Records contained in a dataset
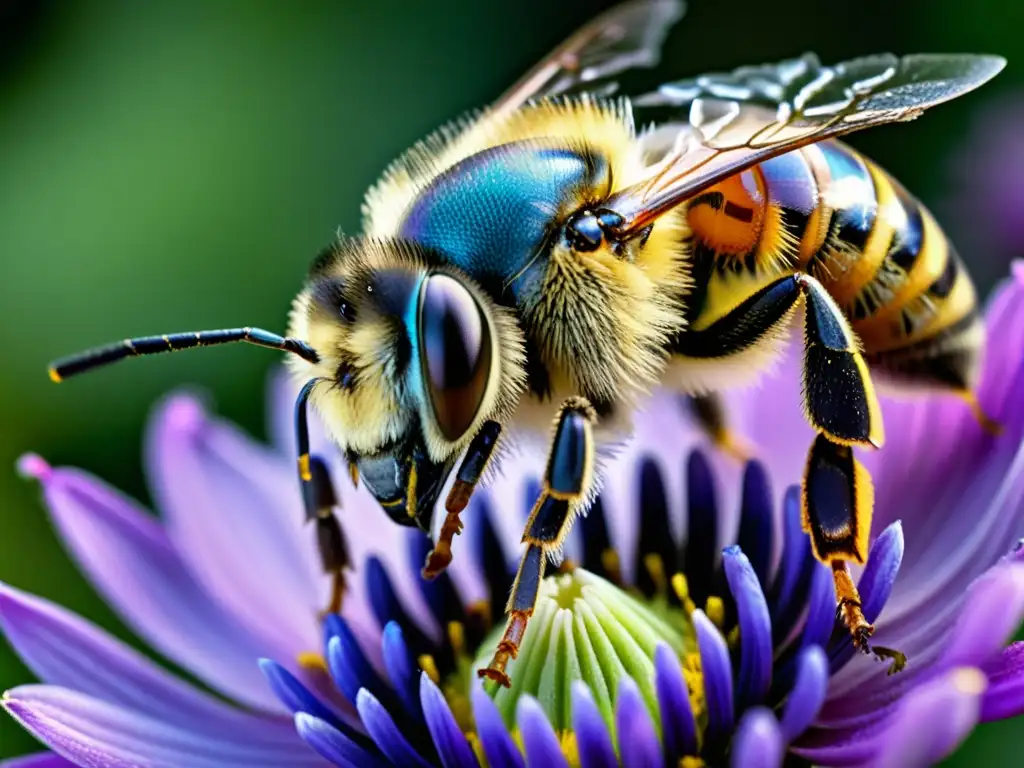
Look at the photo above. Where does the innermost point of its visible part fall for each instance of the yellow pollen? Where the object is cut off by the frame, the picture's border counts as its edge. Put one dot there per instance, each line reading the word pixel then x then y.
pixel 309 659
pixel 655 568
pixel 428 665
pixel 457 636
pixel 715 609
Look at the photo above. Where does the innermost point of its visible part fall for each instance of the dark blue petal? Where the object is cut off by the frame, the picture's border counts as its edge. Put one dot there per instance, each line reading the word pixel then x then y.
pixel 794 578
pixel 820 609
pixel 539 737
pixel 449 739
pixel 385 733
pixel 387 607
pixel 759 741
pixel 334 745
pixel 295 695
pixel 593 740
pixel 755 629
pixel 718 682
pixel 498 744
pixel 655 532
pixel 876 586
pixel 638 742
pixel 350 669
pixel 808 694
pixel 678 728
pixel 401 670
pixel 755 537
pixel 700 551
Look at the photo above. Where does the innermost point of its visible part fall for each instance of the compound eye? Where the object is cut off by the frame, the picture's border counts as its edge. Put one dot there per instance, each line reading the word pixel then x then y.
pixel 455 353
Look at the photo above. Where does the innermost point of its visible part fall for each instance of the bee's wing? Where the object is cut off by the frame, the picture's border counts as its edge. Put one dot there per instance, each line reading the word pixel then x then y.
pixel 730 122
pixel 627 36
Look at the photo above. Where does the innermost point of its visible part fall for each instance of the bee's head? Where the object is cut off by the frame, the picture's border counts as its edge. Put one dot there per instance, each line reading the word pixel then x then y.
pixel 414 357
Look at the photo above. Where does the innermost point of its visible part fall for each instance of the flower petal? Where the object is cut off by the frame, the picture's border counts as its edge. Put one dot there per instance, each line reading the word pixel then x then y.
pixel 385 733
pixel 759 741
pixel 452 745
pixel 538 736
pixel 593 740
pixel 228 504
pixel 755 629
pixel 334 745
pixel 638 743
pixel 678 727
pixel 992 612
pixel 127 555
pixel 495 737
pixel 1005 695
pixel 933 720
pixel 717 672
pixel 88 731
pixel 808 693
pixel 64 649
pixel 42 760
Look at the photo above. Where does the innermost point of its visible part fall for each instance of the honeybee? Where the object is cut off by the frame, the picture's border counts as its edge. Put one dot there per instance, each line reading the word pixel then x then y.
pixel 546 258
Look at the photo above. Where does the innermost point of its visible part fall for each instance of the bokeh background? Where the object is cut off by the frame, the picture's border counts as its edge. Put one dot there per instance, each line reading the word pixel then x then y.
pixel 173 165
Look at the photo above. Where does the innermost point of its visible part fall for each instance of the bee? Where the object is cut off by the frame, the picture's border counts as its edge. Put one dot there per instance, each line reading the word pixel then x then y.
pixel 546 258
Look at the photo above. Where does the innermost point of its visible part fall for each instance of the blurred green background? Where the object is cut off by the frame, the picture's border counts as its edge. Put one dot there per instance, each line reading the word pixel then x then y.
pixel 169 166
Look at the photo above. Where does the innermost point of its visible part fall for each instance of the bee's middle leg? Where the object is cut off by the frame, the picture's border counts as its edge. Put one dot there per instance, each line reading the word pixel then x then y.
pixel 569 472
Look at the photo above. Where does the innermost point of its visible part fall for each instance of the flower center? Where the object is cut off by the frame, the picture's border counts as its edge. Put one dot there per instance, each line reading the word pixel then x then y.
pixel 587 629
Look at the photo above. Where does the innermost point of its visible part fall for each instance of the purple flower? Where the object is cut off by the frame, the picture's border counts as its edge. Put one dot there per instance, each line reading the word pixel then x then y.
pixel 695 625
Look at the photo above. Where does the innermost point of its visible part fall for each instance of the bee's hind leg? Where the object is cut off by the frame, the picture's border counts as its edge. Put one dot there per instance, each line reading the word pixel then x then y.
pixel 710 413
pixel 566 480
pixel 837 502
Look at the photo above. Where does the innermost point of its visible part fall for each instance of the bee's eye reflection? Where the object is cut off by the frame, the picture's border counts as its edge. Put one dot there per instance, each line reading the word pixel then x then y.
pixel 455 353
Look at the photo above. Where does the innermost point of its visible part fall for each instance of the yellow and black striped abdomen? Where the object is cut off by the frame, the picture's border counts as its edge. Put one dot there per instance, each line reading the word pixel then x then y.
pixel 826 210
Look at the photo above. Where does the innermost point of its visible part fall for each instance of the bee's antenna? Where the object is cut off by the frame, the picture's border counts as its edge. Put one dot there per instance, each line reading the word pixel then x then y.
pixel 92 358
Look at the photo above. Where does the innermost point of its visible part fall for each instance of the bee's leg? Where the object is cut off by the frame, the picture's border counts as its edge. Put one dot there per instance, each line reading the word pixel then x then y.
pixel 468 475
pixel 570 469
pixel 710 414
pixel 837 504
pixel 320 500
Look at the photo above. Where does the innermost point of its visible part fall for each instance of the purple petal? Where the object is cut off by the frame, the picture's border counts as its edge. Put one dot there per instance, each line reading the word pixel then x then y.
pixel 498 744
pixel 593 740
pixel 678 728
pixel 127 555
pixel 385 733
pixel 808 694
pixel 638 742
pixel 64 649
pixel 759 741
pixel 756 520
pixel 717 673
pixel 933 720
pixel 88 731
pixel 538 736
pixel 228 504
pixel 334 745
pixel 755 629
pixel 1005 695
pixel 992 611
pixel 42 760
pixel 452 745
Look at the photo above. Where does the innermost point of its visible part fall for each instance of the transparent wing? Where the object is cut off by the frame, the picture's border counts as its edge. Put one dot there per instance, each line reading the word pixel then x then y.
pixel 627 36
pixel 728 122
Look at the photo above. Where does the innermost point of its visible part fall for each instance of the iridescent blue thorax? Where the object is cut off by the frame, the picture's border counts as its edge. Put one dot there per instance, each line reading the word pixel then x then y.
pixel 493 213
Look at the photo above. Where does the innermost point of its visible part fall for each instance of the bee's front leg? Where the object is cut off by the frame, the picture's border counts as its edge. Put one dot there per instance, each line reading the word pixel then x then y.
pixel 568 475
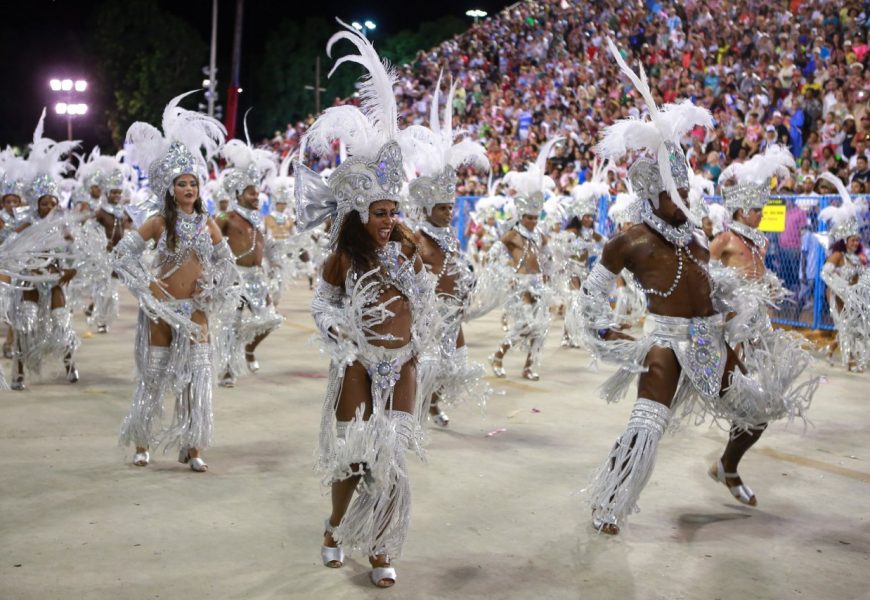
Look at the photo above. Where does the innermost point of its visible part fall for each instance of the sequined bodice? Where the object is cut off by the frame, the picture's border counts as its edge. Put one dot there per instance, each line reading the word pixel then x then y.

**What is expected**
Each entry above should come back word for word, and no picture should come with it.

**Answer to this task**
Look at the photo above. Where does the innermost point of its visible part fall for each instance of the yellow pollen? Where the object is cut off by the frame, the picture's border counts as its edge. Put one dot there per instance, each line reading the word pixel then x then y.
pixel 309 659
pixel 655 568
pixel 428 665
pixel 457 636
pixel 715 609
Look at the photo above. Where does the innermost point of its visible part fall for each instance of the dark blue petal? Where the object is cut off by the frame, the picture's border counts as its edge. Put one dot there per instance, each line reading the word pixel then x then y.
pixel 794 578
pixel 820 609
pixel 539 737
pixel 449 739
pixel 385 733
pixel 387 607
pixel 759 741
pixel 334 745
pixel 295 695
pixel 593 740
pixel 755 629
pixel 718 682
pixel 498 744
pixel 655 532
pixel 876 586
pixel 638 742
pixel 350 669
pixel 808 694
pixel 678 728
pixel 401 670
pixel 755 537
pixel 700 551
Look at the photo above. Where does the innermost point of its visible part fall for each instance of the compound eye? Where the object is cut off by the frame, the picture's border counts as its edge. Put one dot there per instance, each line reading the word pixel then x then y.
pixel 455 353
Look at the photo above. Where does the innermost point of its visible part fall for each instance of the bee's wing? Where the object is cut off by the frame, the picture's border counts as its edge. Put one dot there per instance, each line reading the word pixel then x then y.
pixel 730 122
pixel 627 36
Look at the photo above. Where does the innermost point of its visible part fall for each instance of the bee's head? Where the object is cut off by the frame, the picture's border counts as its edge. Put one dot there per instance, each line reading the word pixel then x then y.
pixel 414 357
Look at the photo above. Where does the innermost point of its visible part fall for each instance of the flower petal? Where the object is cut off by the frame, the picture's border counts as its edge. Put one dot there per instance, each line reading the word pixel then x then y.
pixel 385 733
pixel 759 741
pixel 452 745
pixel 538 736
pixel 593 740
pixel 228 504
pixel 755 629
pixel 334 745
pixel 638 743
pixel 678 727
pixel 992 612
pixel 127 555
pixel 495 737
pixel 1005 695
pixel 933 720
pixel 717 672
pixel 88 731
pixel 808 693
pixel 64 649
pixel 42 760
Look at the photo above. Where does the innermost point of its visible part fall for each instance of the honeybee? Where the object is cut off by the frame, the picture's border counts as its edge. Put one dot there per instance, each line reading the word pixel then x then y.
pixel 546 258
Look at the photo above. Where does the innermost point of its visible part fall for each instance of the bokeh background? Where the object is cut off by the frame, the picture's border counts as its edge. Put one dot there per instance, each line reading the word pixel then x then y.
pixel 173 165
Look at the photo above. Where does the innermost point of its visible part fall for each instance of the bee? Where the object is cut off by the frame, the picture's border counts as its edge. Put one dot there per instance, each line reading the word pixel then x then y.
pixel 546 258
Look at the photo above. Where does the innermost point of its visible part fall for each instance of the blurred green background? Where the object is cut off by the frame, the picture's border counts as its edge. Put one dot there per instance, each line reading the word pixel then x then y.
pixel 169 166
Look at the photo above. Where does the innermost point of its visible part fall for each instance of the bee's middle leg? Where the object is cut off by the frame, the picture's border counts as its edge. Put one dot there per instance, each line reading the word pixel then x then y.
pixel 569 472
Look at the photo above. Where does the innermost point of its visible part fall for each instance of the flower center? Where the object is cut off by the frame, the picture's border counts as its edge. Put one dot there per instance, each line reading the word pixel then x then y.
pixel 587 629
Look at the photo above. Where does the innermost point of its visible part fall for each instance of the purple flower? Where the object is cut off by the frame, the picture's border counts as its edge. Put one dot there per instance, each line reading the word pixel then x then y.
pixel 695 625
Look at the photo above. Where does the innermost point of its visible part fall for each instance of the bee's hind leg? Where the object is cut off by the frame, the picture's border counts as its edge. Put one dot there per instance, each line reading the word pixel then x then y.
pixel 710 413
pixel 566 480
pixel 837 502
Look at the photo above. Where does the innermost point of its visible part fall for each instance of the bee's eye reflection? Where the object is cut off by the frame, the picture's border counts as its edge. Put one dot there per instance, each line reading the word pixel then x then y.
pixel 455 353
Look at the photo above. Where does the innermost point of its visible part fall for each instance of the yellow and black striped abdomen? Where the object is cut off by the frame, the picture's border counts as its edge. Put one dot there per instance, each line reading the word pixel then x then y.
pixel 826 210
Look at the photo above. Where does the innermost point of its visible part fall for each instance of the bee's antenna? Where the object is cut off by the frame, the picture's border counts as its edge. Put one dot there per instance, each line reading the word pixel then x then y.
pixel 92 358
Look at the photo above. Where does the innermost point of its visible part fall for each instance of the bee's leg? Where the object is cut off by the frame, the picture's border counts as its edge. Put one dot there per instance, each line reading the word pixel then x then y.
pixel 468 475
pixel 570 469
pixel 710 414
pixel 837 504
pixel 320 500
Look at the photo above. Where does the innermost point of its visible part fall for each instance of the purple petal? Where the object is cut off by the frame, the picture's border counts as its edge. Put one dot there per instance, each line reading the word pixel then x then y.
pixel 498 744
pixel 593 740
pixel 678 728
pixel 127 555
pixel 385 733
pixel 808 694
pixel 638 742
pixel 64 649
pixel 759 741
pixel 756 520
pixel 717 673
pixel 933 720
pixel 88 731
pixel 538 736
pixel 228 504
pixel 334 745
pixel 755 629
pixel 1005 695
pixel 992 611
pixel 42 760
pixel 452 745
Look at the photo above. Where does the innermost point of its visible part fall for each instance of the transparent wing? Where the object is cut off by the frame, the picture's border counts as its edge. Put one dot there per instance, each line reading the word pixel then x then y.
pixel 627 36
pixel 728 122
Look at the photo above. Where does the innermost point of its visible part fall for each instance of the iridescent blue thorax? Where the object is cut off by the frame, the picture's border counts as its edge. Put one dot there per instance, each line reading the word pixel then x then y.
pixel 493 213
Look at the photo above. Where does the innermost point of its visible part fall for each instance of the bee's front leg? Where the object is cut off by the frame, the picture's border counts as its edge. Put one dot there per instance, each line reading the word pixel then x then y.
pixel 568 475
Look at the photo above. Where does the innermost point of its visible part fall for each instance of the sequined bodice? Where the object is cut off by the frame, the picture's border counts as its edge. Put one dot there per instance, each line reading the word pixel then x then y.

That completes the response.